**ABOUT THIS EXERCISE**
Where the line containing "dove's tail feathers" appears in the records below, begin there and write out each line exactly until the last one, and nothing more.
[Opening MATERIAL FOR THIS TASK section]
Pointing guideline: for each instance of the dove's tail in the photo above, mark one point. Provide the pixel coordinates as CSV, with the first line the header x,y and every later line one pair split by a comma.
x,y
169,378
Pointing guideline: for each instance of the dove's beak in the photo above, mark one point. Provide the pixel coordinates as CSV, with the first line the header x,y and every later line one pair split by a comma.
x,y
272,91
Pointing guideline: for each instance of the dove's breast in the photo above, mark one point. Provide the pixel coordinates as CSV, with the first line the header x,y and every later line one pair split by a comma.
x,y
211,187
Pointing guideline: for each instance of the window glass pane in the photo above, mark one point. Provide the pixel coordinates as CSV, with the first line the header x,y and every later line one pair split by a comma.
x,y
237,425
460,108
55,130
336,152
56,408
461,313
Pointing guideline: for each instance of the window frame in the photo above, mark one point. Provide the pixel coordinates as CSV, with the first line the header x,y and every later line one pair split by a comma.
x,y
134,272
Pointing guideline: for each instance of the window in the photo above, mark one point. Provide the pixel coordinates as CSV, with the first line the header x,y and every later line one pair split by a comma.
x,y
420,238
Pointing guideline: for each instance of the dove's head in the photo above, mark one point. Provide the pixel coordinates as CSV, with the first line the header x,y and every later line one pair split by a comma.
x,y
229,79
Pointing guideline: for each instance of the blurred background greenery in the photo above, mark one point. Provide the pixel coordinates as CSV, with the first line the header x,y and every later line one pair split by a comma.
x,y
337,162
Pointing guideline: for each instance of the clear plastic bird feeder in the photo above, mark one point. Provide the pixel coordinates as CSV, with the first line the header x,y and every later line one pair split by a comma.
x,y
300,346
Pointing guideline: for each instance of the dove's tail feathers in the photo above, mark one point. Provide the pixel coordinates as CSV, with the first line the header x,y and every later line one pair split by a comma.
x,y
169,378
[Closing MATERIAL FOR THIS TASK section]
**RESULT**
Pointing guideline: for each instance of the dove's tail feathers in the photo above, mark one point. Provide the pixel coordinates as CSV, with the first line the header x,y and every later line one pair split by a comma.
x,y
169,378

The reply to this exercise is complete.